* Exercise requirements *
1. Do these statements agree with the passage on the illuminated manuscript copies? (a) Four of the original seven illuminated copies survive. (b) The Dresden copy has 924 illustrations on 92 pages. (c) The Dresden copy was restored in the 1970s. Answer yes or no for each and quote the words of the passage that decide it.
2. How would the passage on the illuminated manuscript copies go on after its last sentence? Write the continuation.

* Provided passage *
=== Begin Enclosure ===
Four (of the original seven) illuminated manuscripts copies are still extant. They are named after their present locations: Heidelberg (Cod. Pal. germ. 164), Oldenburg (Cim I 410), Dresden (Mscr.Dresd.M.32), and Wolfenbüttel (Cod. Guelf. 3.1 Aug. 2°), and date from 1295 to 1371. In total, over 400 versions of the manuscript exist today.

The Dresden manuscript has been described as the "most artistically valuable" by the World Digital Library. It is located in the collection of the Saxon State Library and was created between 1295 and 1363 around Meissen, Germany. This version has 924 illustrations on 92 pages. The illustrations depict about 4,000 people. It suffered water damage after the Bombing of Dresden in World War II and underwent restoration in the 1990s.
=== End Enclosure ===
* Information *
=== Begin Enclosure ===
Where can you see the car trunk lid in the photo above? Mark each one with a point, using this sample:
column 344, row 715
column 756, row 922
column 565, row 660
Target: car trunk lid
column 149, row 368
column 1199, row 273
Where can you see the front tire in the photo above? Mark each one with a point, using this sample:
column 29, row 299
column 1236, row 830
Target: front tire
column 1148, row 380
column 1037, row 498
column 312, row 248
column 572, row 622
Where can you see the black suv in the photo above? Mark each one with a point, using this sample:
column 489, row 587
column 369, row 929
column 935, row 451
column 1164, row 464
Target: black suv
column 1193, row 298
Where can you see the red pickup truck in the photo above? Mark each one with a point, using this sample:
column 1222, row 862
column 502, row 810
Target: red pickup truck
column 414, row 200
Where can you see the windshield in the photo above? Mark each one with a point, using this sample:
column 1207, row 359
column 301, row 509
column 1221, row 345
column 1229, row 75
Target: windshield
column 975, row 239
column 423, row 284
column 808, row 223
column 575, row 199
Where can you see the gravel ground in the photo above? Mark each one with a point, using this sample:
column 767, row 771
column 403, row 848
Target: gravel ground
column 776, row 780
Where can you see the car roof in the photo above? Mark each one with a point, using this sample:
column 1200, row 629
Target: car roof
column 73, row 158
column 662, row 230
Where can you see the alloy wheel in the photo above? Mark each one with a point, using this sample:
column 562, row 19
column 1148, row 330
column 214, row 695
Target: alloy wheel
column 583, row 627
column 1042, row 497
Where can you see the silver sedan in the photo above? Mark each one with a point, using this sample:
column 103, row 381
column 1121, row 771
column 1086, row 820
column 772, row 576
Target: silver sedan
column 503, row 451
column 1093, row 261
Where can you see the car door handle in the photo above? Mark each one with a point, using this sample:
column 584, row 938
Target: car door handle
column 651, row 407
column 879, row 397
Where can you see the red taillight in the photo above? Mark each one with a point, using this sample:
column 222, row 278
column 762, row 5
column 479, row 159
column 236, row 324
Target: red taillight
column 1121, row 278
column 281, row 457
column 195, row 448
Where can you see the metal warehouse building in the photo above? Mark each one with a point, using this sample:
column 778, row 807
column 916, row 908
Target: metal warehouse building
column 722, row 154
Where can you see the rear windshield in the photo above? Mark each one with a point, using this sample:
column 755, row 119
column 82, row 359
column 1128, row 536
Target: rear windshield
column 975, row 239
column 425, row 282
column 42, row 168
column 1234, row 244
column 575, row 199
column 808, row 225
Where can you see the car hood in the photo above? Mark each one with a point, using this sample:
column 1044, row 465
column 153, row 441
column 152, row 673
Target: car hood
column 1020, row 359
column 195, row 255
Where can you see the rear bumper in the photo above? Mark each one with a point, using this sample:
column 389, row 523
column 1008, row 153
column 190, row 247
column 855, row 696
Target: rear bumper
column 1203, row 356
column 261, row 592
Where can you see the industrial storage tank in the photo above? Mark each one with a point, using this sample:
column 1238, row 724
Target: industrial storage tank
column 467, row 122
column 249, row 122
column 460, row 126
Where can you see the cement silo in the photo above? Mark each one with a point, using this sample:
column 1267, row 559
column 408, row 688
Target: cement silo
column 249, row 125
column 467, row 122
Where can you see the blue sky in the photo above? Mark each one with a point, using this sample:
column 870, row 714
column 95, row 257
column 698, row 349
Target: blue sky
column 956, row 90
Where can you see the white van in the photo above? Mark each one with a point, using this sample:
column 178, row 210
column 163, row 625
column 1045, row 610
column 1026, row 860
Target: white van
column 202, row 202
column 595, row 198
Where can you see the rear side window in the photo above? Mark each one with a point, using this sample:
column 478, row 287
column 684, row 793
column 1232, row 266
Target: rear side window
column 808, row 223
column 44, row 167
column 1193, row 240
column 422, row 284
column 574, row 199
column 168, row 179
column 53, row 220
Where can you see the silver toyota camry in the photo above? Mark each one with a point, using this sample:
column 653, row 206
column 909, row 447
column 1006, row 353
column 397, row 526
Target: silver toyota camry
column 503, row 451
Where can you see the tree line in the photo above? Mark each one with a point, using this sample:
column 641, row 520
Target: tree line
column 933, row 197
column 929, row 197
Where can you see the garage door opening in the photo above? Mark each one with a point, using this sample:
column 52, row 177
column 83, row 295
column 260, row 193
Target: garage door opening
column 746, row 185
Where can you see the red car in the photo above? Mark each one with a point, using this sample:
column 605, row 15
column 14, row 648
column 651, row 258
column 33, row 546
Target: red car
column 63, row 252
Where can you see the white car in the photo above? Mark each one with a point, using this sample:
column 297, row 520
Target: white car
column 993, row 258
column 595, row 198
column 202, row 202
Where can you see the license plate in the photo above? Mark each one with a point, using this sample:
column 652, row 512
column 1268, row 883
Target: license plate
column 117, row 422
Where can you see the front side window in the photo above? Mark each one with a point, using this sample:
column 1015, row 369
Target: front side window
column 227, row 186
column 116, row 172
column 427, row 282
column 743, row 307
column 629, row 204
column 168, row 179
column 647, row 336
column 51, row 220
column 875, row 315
=== End Enclosure ===
* Exercise results *
1.
(a) Yes: "Four (of the original seven) illuminated manuscripts copies are still extant."
(b) Yes: "This version has 924 illustrations on 92 pages."
(c) No: "underwent restoration in the 1990s."

2.
An early printed edition of the Sachsenspiegel was produced by Anna Rügerin in Augsburg, dated 22 June 1484. It is the first documented evidence of a woman working as a typographer.

==Proverbs==
Some German and Dutch proverbs date from the Sachsenspiegel:

- Wer zuerst kommt, mahlt zuerst, Wie het eerst komt, (die) het eerst maalt (First come, first served, literally: "Who comes first, grinds first"), which is a rule for the order for grinding of corn by a miller and still is being used as a rule of habit at for instance a bakery or box office in Germany and the Netherlands.
- Wo der Esel sich wälzt, da muss er Haare lassen, lit. 'Where the donkey rolls, there it sheds hair'. This is a rule for the jurisdiction of courts that still is one of the principles in private international law.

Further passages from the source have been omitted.